Begin Page extract

As a long-standing enthusiast for Banned Music - let's have more of it, I say, starting with Philip Glass - I naturally went along. I was behind the times in tweed, but impressed by the artists involved and the prospect of Messiaen's Quartet for the End of Time, with players of a calibre beyond the dreams of the composer when he wrote the piece in 1941. At that point, Messiaen was a prisoner of war in Silesia, and his quartet was scored for the random instruments available: violin, piano, cello, clarinet. Messiaen himself took the piano part; the rest were taken by fellow-prisoners.

On Monday night in Islington the violinist was Tasmin Little, the cellist Lynn Harrell and the clarinettist Antony Pay. And the pianist was no less than Simon Rattle, making his first public appearance since he left the CBSO in the summer. For good measure, he also accompanied the soprano Jill Gomez in songs by Poulenc, and compered a gala-roll of other performances by Robert Lloyd, Philip Langridge, David Owen Norris, and the demon pianola player Rex Lawson.

End Page extract

Short task: In the concert review, which four instruments was Messiaen's Quartet for the End of Time scored for? The listing comes from a separate source, unrelated to this concert review.

Begin Available data

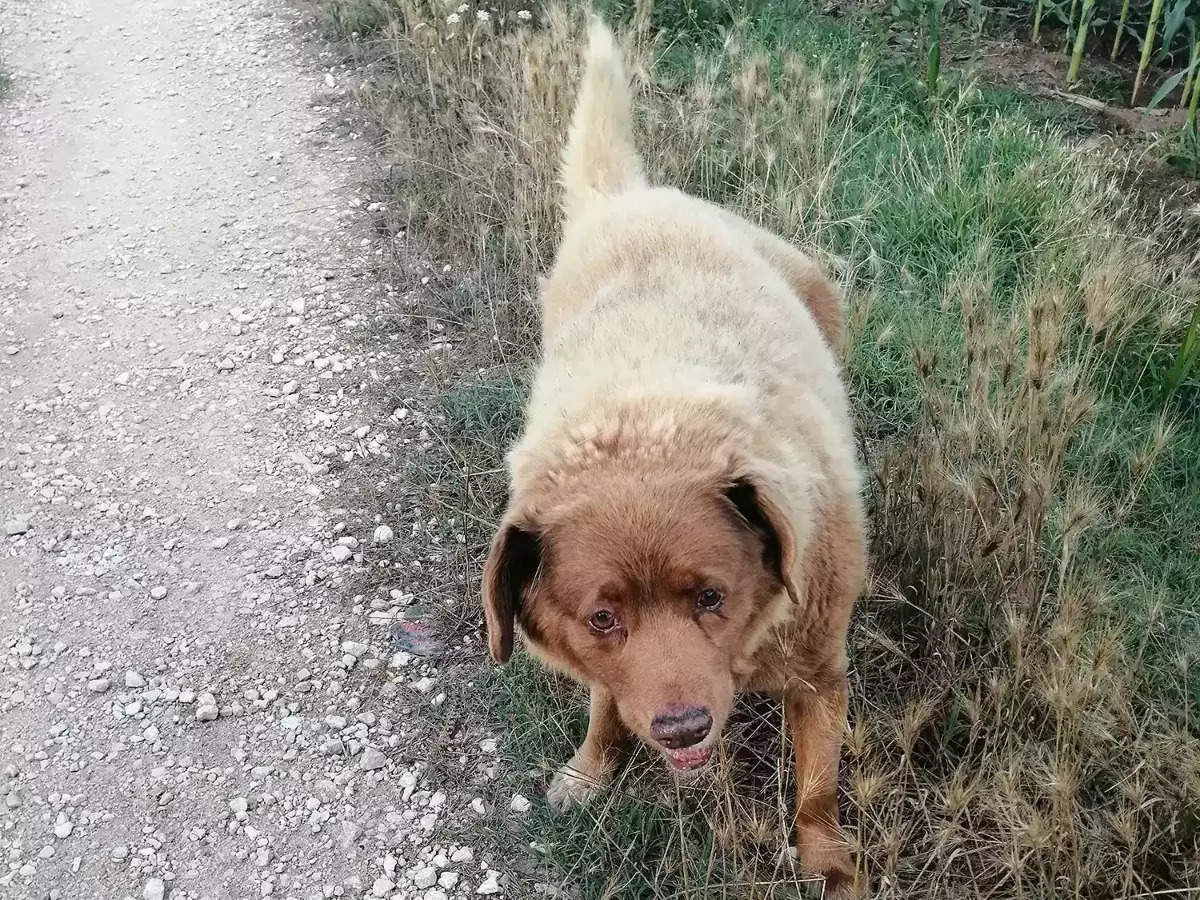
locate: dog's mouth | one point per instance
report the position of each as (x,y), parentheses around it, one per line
(689,757)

End Available data

Result for this task: Violin, piano, cello, and clarinet.